Set exercise >>
Count the lines below that contain the string "trim". Give only the total.
— Start of Given information —
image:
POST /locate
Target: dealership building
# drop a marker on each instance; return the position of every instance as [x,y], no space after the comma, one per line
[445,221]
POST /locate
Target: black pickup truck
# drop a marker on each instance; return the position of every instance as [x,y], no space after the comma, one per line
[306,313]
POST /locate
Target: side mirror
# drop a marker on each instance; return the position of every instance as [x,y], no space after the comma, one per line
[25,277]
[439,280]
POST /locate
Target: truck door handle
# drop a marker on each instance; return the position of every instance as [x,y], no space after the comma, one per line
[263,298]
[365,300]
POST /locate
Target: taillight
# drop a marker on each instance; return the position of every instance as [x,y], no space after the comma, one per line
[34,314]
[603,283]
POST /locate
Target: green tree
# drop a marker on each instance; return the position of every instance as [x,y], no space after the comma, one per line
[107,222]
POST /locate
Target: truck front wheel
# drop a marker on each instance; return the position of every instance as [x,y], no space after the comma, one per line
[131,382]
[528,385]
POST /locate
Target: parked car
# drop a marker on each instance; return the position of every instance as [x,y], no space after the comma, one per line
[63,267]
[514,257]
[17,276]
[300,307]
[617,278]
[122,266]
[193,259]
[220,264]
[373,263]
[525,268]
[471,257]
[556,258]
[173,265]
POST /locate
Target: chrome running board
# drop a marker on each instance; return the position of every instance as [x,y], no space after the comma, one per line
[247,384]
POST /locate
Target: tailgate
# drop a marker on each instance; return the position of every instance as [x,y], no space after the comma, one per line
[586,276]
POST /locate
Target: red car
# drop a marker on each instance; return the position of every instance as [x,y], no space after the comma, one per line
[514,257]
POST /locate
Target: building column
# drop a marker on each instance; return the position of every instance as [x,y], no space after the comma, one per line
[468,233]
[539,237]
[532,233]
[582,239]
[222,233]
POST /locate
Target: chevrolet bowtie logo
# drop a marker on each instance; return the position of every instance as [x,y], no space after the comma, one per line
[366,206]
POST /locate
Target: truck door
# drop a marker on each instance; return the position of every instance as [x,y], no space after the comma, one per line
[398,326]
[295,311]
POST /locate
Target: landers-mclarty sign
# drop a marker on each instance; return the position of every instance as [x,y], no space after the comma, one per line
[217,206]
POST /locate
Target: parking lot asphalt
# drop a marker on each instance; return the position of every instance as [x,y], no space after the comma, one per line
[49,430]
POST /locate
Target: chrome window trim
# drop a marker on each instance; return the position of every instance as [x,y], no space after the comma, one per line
— End of Given information —
— Start of Given information —
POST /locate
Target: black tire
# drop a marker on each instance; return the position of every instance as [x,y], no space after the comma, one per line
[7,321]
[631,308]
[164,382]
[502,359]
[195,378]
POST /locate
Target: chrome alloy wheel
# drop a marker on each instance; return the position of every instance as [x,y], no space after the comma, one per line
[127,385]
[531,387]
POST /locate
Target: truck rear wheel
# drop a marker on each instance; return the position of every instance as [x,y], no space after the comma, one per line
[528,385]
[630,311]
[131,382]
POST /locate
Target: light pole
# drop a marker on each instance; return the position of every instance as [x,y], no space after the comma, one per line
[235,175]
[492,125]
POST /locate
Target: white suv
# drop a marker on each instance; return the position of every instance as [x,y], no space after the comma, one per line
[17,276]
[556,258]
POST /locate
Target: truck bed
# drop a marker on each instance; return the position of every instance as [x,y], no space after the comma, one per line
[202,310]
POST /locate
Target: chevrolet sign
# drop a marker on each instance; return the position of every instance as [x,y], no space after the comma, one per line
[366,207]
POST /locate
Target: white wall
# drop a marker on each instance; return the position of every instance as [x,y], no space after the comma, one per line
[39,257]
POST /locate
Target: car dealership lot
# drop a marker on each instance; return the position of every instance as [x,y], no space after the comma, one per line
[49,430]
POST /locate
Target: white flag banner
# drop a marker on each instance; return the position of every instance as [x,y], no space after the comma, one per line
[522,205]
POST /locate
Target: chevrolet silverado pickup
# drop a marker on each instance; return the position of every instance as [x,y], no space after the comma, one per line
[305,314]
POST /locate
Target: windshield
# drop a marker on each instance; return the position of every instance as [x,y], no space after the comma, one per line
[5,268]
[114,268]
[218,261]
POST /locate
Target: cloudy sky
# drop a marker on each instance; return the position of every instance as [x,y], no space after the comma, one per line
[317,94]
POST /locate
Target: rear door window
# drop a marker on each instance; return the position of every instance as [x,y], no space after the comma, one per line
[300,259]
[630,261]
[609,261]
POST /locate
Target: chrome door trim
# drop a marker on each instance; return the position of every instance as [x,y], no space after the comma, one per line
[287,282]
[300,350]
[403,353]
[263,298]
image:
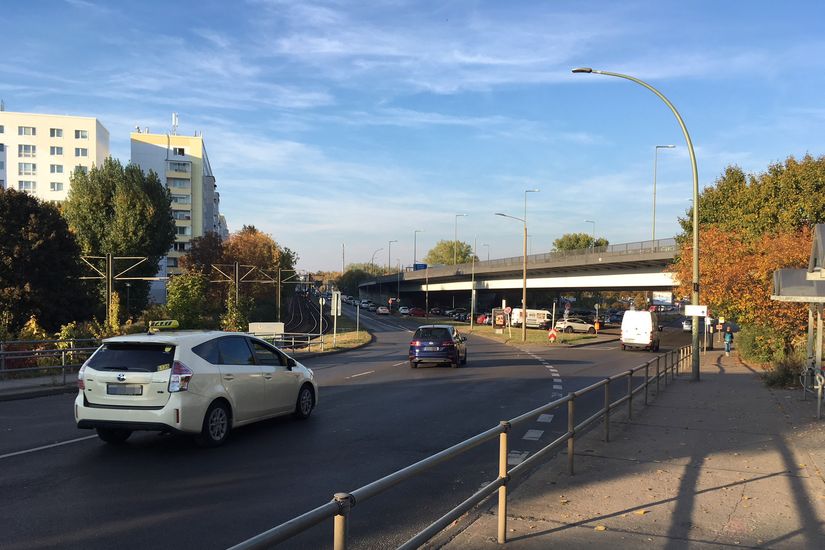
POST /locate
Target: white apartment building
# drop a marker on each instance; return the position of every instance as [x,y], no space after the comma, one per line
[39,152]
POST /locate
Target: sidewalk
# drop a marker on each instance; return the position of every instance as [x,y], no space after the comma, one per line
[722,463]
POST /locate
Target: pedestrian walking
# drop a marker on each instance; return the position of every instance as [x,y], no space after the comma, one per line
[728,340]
— End of Given information —
Solution >>
2